SHPB tests were used to obtain the true stress-strain curves at various temperatures and strain rates. In order to increase uniformity in deformation, the interfaces among the bars and specimen were lubricated with grease. Heating furnace was used to warm up the specimen and made the temperature reach the set value. The strain gages pasted on the bars can be used to measure and collect the strain signal. What is more, the initial diameter and height of the cylindrical specimens were 2 mm and 2 mm, respectively. And special treatment of the parallelism, flatness and roughness was made for the reliability of the experimental results.

The designed temperatures and desired strain rates for SHPB tests are listed in Table 1. Since actual strain rate was not a constant, all the tests were repeated three times, and the data had good repeatability.

Table 1 Designed parameters of SHPB tests

The experimental results of SHPB tests are shown in Figs. 1 and 2. Figure 1 gave the true stress-strain curves of NAB at different temperatures and the same desired stain rate, while Fig. 2 represented ones at different desired stain rates and the same temperature. As seen in Figs. 1 and 2, the flow behaviors of NAB had the effect of obvious strain rate strengthening and thermal softening, i.e., at the same temperature, when strain rate increased, the flow stress increased. While the flow stress decreased with temperature rise under the same strain rate. This phenomenon can be attributed to: high strain rates forced the crystal movement at the grain boundary and resulted in the increase of flow stresses; at high temperatures, the thermal activation effect increased the dislocation slip plane and slip direction, and led to crystal plastic deformation easily, thus the flow stresses decreased along with the temperature rise.

Furthermore, quasi-static compression tests were also conducted using the Gleeble 3500 machine at a stain rate of 0.001 s^-1 and room temperature. The cylindrical specimens used were 5 mm in diameter and 5 mm in height. Load and displacement of loading head were recorded. Then, true strain and stress of specimens could be calculated. The results of quasi-static compression test are shown in Fig. 3.

Fig. 1 True stress-strain curves of NAB at different temperatures and desired stain rates

Fig. 2 True stress-strain curves of NAB at different stain rates and desired temperatures

Fig. 3 True stress-strain curve of NAB in quasi-static compression test

Through eliminating the elastic deformation part of the experimental data, five unknown constitutive parameters in Eq. were derived by the fitting technology. Figure 3 reflected the true stress-strain curve in quasi-static compression test，i.e., =0.001 s^-1, T_r=298 K(25 °C), then Eq. (1) can be transformed as

σ=A+Bεⁿ (2)

where A is the yield stress which could be obtained from Fig. 3, i.e., A=295 MPa.
▬▬▬▬▬▬
**Given request A:** Output the entries between the line holding "In this exercise you will indicate the aircraft tire" and the line holding "x=99, y=498", inclusive, as a JSON list of strings with one string per line and blank lines omitted.
The text and the entries have no connection to each other.

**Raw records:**
▬▬▬▬▬▬
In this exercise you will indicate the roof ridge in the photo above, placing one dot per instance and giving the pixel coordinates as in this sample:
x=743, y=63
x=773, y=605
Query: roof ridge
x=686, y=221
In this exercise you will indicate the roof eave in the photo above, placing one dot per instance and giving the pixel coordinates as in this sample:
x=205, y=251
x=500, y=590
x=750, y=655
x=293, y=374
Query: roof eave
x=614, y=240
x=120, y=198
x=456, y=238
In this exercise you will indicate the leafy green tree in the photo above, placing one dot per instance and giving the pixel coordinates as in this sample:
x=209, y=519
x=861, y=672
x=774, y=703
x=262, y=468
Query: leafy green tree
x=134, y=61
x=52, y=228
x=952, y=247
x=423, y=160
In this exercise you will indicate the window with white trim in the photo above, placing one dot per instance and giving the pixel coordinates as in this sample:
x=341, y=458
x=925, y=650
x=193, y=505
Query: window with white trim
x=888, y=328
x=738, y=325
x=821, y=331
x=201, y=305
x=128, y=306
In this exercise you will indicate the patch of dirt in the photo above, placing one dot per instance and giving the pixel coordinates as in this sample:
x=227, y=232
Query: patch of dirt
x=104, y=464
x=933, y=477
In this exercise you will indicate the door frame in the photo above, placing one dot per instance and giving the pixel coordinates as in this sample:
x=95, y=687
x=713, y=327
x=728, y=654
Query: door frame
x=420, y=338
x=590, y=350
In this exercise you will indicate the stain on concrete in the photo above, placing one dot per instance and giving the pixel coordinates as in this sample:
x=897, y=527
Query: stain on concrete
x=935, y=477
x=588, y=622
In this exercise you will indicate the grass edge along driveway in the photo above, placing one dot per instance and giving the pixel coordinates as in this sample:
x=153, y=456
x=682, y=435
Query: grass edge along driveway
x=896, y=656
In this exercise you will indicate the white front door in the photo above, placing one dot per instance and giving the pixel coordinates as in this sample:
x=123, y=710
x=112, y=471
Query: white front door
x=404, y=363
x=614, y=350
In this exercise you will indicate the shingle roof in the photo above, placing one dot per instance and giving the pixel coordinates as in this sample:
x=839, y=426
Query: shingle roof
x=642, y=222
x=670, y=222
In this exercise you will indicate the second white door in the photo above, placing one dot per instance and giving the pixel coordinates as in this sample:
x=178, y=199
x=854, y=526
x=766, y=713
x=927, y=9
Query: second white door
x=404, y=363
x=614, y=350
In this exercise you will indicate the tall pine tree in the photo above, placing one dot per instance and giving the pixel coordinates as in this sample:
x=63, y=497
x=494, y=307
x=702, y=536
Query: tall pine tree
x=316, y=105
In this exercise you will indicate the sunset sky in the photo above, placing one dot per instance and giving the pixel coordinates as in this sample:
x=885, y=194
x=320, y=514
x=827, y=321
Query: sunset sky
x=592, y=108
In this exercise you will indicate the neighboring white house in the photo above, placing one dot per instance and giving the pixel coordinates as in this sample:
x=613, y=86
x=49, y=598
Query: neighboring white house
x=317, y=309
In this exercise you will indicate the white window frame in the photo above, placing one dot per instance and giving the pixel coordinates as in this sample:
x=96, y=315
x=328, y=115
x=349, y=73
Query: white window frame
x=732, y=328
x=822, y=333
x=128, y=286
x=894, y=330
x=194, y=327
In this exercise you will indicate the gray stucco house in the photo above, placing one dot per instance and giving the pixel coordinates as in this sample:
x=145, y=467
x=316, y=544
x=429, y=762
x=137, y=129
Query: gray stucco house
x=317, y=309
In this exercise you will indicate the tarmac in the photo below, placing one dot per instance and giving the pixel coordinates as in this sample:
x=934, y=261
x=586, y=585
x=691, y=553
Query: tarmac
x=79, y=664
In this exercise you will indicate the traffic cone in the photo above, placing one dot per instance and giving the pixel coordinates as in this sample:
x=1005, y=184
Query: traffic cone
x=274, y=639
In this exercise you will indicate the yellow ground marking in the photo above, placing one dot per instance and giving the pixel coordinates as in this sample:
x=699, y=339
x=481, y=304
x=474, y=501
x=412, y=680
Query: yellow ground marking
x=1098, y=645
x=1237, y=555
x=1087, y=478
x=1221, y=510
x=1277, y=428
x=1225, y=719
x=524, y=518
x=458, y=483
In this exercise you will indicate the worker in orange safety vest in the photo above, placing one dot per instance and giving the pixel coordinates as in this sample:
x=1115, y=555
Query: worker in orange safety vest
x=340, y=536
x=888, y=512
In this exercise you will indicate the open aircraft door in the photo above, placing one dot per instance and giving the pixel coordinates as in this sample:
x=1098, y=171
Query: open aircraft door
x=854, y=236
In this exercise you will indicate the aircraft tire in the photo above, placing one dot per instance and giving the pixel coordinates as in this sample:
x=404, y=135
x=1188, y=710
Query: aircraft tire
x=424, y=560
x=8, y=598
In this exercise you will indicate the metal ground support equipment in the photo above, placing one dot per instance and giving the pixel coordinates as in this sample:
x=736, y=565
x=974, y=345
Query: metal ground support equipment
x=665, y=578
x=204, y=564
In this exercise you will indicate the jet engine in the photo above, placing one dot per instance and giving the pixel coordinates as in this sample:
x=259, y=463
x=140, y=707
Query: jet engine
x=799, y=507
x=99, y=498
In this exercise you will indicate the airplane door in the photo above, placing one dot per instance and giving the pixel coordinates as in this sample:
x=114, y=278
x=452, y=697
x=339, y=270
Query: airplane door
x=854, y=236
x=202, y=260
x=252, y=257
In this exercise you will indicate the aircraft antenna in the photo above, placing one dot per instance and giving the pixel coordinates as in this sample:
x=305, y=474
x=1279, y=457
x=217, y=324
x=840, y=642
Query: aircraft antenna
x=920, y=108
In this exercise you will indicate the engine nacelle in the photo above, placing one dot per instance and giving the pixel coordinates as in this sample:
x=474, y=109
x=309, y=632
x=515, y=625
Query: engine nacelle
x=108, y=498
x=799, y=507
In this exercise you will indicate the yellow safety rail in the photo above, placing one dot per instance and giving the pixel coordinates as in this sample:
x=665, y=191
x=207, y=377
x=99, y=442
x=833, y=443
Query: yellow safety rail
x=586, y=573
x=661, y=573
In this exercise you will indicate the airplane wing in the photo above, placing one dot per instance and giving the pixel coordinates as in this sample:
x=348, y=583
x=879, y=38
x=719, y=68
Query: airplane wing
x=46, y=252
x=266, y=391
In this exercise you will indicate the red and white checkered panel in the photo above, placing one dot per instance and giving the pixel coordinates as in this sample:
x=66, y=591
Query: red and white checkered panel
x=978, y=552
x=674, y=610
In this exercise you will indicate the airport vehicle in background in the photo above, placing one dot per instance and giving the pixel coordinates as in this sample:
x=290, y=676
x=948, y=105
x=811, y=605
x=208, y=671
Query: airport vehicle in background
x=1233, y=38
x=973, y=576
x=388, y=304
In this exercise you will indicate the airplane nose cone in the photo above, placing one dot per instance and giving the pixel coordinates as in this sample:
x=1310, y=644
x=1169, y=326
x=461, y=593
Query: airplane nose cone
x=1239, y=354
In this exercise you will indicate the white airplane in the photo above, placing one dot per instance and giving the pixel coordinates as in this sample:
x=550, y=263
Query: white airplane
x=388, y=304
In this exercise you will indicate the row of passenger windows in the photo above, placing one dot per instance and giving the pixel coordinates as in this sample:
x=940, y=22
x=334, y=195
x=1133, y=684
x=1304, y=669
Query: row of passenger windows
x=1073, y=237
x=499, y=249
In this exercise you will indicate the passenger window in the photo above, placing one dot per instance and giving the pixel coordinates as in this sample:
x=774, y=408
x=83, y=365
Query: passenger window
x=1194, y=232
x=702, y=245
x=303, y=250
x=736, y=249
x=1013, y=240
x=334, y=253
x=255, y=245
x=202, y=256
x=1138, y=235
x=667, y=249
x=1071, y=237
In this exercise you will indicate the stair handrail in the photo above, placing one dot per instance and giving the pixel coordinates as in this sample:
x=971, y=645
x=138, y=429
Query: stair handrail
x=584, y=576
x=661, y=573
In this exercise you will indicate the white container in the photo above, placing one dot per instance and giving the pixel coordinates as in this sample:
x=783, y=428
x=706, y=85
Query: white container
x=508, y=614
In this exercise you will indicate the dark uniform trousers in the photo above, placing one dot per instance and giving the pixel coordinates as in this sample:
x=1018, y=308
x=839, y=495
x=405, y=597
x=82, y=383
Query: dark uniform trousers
▬▬▬▬▬▬
**Given request B:**
Answer these questions using the text on SHPB testing of NAB:
(i) What were the initial diameter and height of the cylindrical specimens used in the SHPB tests?
(ii) Which machine was used for the quasi-static compression tests?
(iii) What value is given for the yield stress A?

**Full solution A:**
[
  "In this exercise you will indicate the aircraft tire in the photo above, placing one dot per instance and giving the pixel coordinates as in this sample:",
  "x=404, y=135",
  "x=1188, y=710",
  "Query: aircraft tire",
  "x=424, y=560",
  "x=8, y=598",
  "In this exercise you will indicate the metal ground support equipment in the photo above, placing one dot per instance and giving the pixel coordinates as in this sample:",
  "x=736, y=565",
  "x=974, y=345",
  "Query: metal ground support equipment",
  "x=665, y=578",
  "x=204, y=564",
  "In this exercise you will indicate the jet engine in the photo above, placing one dot per instance and giving the pixel coordinates as in this sample:",
  "x=259, y=463",
  "x=140, y=707",
  "Query: jet engine",
  "x=799, y=507",
  "x=99, y=498"
]

**Full solution B:**
(i) 2 mm and 2 mm.
(ii) The Gleeble 3500 machine.
(iii) 295 MPa.